What is expected = Carry on the virtual kitchens text from its last sentence, writing the next few paragraphs in the same technical register.

Virtual kitchens are poised to disrupt the restaurant industry. Hundreds of millions of venture capital dollars have flowed into this sector globally, with companies such as Keatz, CloudKitchens, Kitchen United, and others trying to get a piece of the pie.

The concept of virtual, also known as “dark” or “ghost”, kitchens is simple. It’s an off-site kitchen that can do anything from help with restaurants fulfill orders or run a complete end-to-end food delivery business.

A swath of next-gen food companies such as Junzi Kitchen are using a combination of dine-in restaurants to build their brand and virtual kitchens to rapidly expand in other geographies.

There are even new restaurant brands built for the sole purpose of delivery of takeout using the infrastructure of virtual kitchens.

The cost and time required for launching a new restaurant have dropped significantly, often by a factor of 50% or more. Virtual kitchens provide many benefits for food brands such as lower costs, higher flexibility, rapid geo-expansion, better margins, lower payback period, and more.

Stored items
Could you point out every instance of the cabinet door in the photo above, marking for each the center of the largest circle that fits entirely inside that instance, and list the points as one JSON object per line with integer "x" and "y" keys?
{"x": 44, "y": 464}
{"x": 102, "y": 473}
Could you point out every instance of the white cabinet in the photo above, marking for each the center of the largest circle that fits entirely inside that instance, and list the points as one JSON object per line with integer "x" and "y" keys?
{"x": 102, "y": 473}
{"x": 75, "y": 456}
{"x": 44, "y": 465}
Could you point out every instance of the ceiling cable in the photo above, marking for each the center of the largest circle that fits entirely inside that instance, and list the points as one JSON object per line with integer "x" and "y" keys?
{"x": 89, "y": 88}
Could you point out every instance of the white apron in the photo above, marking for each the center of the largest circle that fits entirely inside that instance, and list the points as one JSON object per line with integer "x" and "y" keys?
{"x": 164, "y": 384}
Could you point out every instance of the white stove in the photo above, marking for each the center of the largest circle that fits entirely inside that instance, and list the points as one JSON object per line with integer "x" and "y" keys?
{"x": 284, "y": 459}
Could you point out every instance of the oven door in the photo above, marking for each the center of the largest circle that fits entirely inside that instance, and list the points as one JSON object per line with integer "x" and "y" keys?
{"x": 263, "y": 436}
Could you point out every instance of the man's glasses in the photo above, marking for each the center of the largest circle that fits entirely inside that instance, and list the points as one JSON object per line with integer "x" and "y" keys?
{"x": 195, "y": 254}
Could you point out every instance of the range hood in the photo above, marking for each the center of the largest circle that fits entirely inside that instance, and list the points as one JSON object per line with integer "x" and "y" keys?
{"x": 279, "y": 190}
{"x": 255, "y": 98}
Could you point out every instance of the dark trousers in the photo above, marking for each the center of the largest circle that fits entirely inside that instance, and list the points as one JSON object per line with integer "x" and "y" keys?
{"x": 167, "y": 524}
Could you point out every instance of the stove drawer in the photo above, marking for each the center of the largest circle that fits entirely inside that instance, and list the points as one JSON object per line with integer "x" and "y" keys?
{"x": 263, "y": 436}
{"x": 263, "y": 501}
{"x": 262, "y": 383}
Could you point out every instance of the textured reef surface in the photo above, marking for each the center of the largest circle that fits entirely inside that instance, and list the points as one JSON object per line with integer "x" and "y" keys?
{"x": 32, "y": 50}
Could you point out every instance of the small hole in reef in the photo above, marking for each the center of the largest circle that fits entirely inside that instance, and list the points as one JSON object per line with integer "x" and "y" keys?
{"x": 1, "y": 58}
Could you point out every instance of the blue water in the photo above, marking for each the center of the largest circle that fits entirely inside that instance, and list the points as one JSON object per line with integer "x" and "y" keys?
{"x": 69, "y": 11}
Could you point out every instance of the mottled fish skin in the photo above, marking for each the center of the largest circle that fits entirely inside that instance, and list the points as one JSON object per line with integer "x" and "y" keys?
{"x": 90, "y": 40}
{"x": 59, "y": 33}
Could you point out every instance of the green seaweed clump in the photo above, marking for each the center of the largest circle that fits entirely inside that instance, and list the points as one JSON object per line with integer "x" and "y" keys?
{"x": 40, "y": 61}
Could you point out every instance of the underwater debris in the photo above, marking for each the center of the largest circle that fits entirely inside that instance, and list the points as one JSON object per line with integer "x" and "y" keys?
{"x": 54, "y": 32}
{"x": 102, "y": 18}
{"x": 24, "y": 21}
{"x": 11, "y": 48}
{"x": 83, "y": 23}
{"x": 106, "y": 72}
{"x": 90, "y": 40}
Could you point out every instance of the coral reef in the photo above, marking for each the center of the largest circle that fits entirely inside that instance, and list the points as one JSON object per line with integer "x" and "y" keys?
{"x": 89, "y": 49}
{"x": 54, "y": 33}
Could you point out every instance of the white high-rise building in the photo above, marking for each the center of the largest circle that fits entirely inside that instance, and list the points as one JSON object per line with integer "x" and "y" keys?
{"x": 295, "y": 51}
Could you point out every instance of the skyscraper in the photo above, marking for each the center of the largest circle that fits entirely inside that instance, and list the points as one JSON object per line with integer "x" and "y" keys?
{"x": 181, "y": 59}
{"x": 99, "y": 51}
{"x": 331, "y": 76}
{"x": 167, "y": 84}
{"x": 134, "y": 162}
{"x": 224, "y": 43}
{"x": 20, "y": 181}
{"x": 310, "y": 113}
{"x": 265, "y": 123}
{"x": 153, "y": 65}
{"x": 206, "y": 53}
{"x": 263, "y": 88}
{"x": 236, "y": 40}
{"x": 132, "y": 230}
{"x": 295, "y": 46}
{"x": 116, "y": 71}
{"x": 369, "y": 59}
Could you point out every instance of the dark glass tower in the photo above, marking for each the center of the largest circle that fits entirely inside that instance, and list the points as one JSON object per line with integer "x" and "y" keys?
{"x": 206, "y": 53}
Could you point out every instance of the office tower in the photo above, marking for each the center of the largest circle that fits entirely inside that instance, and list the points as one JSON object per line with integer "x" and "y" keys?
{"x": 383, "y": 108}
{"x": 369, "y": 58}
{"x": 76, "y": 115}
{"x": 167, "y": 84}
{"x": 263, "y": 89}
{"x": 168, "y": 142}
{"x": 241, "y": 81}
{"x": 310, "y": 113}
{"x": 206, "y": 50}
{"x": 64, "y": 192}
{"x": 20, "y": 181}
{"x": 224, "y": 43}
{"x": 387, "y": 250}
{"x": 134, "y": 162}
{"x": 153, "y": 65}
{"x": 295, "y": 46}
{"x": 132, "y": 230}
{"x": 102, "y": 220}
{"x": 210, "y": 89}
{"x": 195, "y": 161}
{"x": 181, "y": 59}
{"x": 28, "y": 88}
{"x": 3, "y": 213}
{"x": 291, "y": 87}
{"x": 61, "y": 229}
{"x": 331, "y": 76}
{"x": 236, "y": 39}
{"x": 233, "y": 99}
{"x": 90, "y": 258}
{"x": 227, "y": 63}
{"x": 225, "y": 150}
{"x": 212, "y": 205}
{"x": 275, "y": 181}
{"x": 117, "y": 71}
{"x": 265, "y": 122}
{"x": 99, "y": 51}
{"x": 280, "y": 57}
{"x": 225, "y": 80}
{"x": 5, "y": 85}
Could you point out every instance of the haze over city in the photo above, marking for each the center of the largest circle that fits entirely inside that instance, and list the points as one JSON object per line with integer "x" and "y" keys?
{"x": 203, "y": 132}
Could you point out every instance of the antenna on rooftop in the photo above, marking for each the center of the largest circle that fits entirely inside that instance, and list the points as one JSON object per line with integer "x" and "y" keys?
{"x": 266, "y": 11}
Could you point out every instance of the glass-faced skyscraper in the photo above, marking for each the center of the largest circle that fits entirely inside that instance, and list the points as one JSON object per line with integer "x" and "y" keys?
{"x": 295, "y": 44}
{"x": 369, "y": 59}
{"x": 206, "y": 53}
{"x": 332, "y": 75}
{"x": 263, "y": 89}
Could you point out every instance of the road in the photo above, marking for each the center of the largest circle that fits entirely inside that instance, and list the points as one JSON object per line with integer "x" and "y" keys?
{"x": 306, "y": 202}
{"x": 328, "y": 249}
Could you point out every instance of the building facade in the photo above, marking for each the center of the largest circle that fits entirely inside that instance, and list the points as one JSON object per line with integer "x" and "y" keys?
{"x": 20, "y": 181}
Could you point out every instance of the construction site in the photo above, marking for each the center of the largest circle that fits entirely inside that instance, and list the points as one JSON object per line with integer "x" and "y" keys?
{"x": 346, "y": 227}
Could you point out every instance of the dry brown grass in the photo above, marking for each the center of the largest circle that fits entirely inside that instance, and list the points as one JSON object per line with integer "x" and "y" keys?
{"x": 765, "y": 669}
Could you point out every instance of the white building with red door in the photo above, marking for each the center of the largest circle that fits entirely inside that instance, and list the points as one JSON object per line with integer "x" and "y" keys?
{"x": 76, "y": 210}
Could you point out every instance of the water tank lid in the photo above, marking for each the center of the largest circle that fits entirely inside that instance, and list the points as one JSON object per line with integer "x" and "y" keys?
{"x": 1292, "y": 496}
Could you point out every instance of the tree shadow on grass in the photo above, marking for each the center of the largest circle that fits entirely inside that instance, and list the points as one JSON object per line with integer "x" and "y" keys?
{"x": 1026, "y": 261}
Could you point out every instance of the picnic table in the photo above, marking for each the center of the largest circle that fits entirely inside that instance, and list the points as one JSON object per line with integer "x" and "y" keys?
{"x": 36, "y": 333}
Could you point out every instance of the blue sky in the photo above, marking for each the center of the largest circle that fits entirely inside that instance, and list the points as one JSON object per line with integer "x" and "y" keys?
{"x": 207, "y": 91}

Output for this task =
We sat down with Ashish Aggarwal to understand the dynamics of this rapidly changing industry. Ashish is an investor with Grishin Robotics, an early-stage VC fund based in Menlo Park. Grishin Robotics has invested in Zume Pizza and has been actively tracking food-tech sector in the global markets.

1. Virtual kitchens allow individual companies to better understand and learn their geographies without having to deploy significant capital.

“Testing a new location is a costly endeavor and most traditional restaurants are very hesitant to expand,” says Ashish . “Think of all the things a new restaurant needs: a building lease (usually for a year or more), staff wages, equipment, etc. A virtual kitchen allows entrepreneurs to eliminate the bulk of these costs and scale at a much faster rate.”

The virtual kitchen model of expansion is akin to the lean startup model, allowing entrepreneurs to bootstrap their new culinary venture by leasing the virtual kitchen’s infrastructure.

2. Virtual kitchens are very helpful to the unit economics of a restaurant

“Virtual kitchens tackle both top-line and bottom-line revenue, comments Aggarwal. “By helping restaurants scale and find new customers at a much faster rate, these kitchens can help businesses boost their revenues. By eliminating or decreasing the myriad of costs that come with operating a traditional restaurant, a business increases its bottom-line profitability.”

Virtual kitchens not only help restaurants become more profitable, but the more appetizing financial picture of the business will also make it much easier to raise capital– a boon for the high-risk high-failure restaurant market.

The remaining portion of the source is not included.